• WHAT YOU WILL DO
Please reproduce the passage below on Genesis and human consciousness in full, word for word.

• READING TEXT
                Genesis also suggests that the coming of consciousness and intelligence was not desirable; it is accompanied by punishment. We’re accustomed to thinking about consciousness and intelligence as unalloyed benefits, and certainly without them many of the richest satisfactions about being human would be unavailable to us. Genesis puts a question-mark over this assumption. In one sense, this is a matter of logic: to know what it is to love is only possible if you also know what it is to hate; to know what is good is only possible if you also know what is evil. Other animals may kill and co-operate, but they do so without hatred or love, and if we lacked the knowledge of evil, we like them would also lack the knowledge of good. For all that though, our consciousness and intelligence can and do sometimes lead towards disaster, for, as the myth understands, we may become like gods, but we are not God; our consciousness and our intelligence are limited, and in any case we often lack the will to follow where they would try to lead us. The unintelligent, unaware dinosaurs lasted 150 million years; we, conscious of our formidable intelligence, may well have sown the seeds of our own destruction already, within much less than 100 thousand years of the appearance of modern humans. It may turn out that the experiment – whether you call it God’s or nature’s – with intelligent life has been an evolutionary dead end, disastrous for humanity. And that, of course, is pretty much what the Genesis story suggests.

[Records in a dataset]
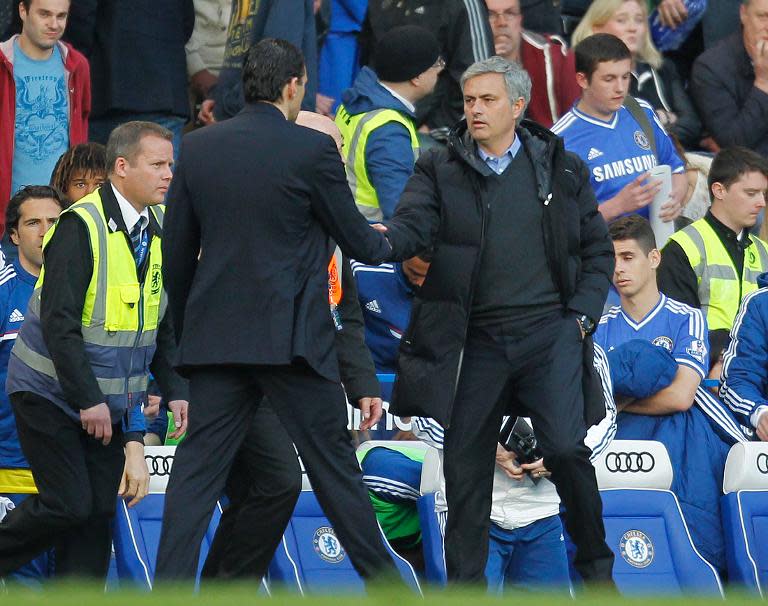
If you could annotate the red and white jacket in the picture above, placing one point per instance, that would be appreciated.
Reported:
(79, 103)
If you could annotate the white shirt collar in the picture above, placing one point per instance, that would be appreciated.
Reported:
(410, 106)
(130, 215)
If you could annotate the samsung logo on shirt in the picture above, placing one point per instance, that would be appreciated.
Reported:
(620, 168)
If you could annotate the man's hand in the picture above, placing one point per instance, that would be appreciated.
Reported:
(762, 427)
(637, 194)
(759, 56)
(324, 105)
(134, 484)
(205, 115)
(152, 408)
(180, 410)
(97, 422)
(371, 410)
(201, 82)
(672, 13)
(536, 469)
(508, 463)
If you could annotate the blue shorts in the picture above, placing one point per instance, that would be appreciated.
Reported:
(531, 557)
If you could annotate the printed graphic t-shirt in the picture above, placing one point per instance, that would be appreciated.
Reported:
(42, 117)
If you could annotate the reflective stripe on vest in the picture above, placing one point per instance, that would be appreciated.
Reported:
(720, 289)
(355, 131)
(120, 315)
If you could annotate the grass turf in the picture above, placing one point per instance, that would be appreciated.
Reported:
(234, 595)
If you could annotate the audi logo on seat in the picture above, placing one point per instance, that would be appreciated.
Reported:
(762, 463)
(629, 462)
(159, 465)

• TASK RESULT
                Genesis also suggests that the coming of consciousness and intelligence was not desirable; it is accompanied by punishment. We’re accustomed to thinking about consciousness and intelligence as unalloyed benefits, and certainly without them many of the richest satisfactions about being human would be unavailable to us. Genesis puts a question-mark over this assumption. In one sense, this is a matter of logic: to know what it is to love is only possible if you also know what it is to hate; to know what is good is only possible if you also know what is evil. Other animals may kill and co-operate, but they do so without hatred or love, and if we lacked the knowledge of evil, we like them would also lack the knowledge of good. For all that though, our consciousness and intelligence can and do sometimes lead towards disaster, for, as the myth understands, we may become like gods, but we are not God; our consciousness and our intelligence are limited, and in any case we often lack the will to follow where they would try to lead us. The unintelligent, unaware dinosaurs lasted 150 million years; we, conscious of our formidable intelligence, may well have sown the seeds of our own destruction already, within much less than 100 thousand years of the appearance of modern humans. It may turn out that the experiment – whether you call it God’s or nature’s – with intelligent life has been an evolutionary dead end, disastrous for humanity. And that, of course, is pretty much what the Genesis story suggests.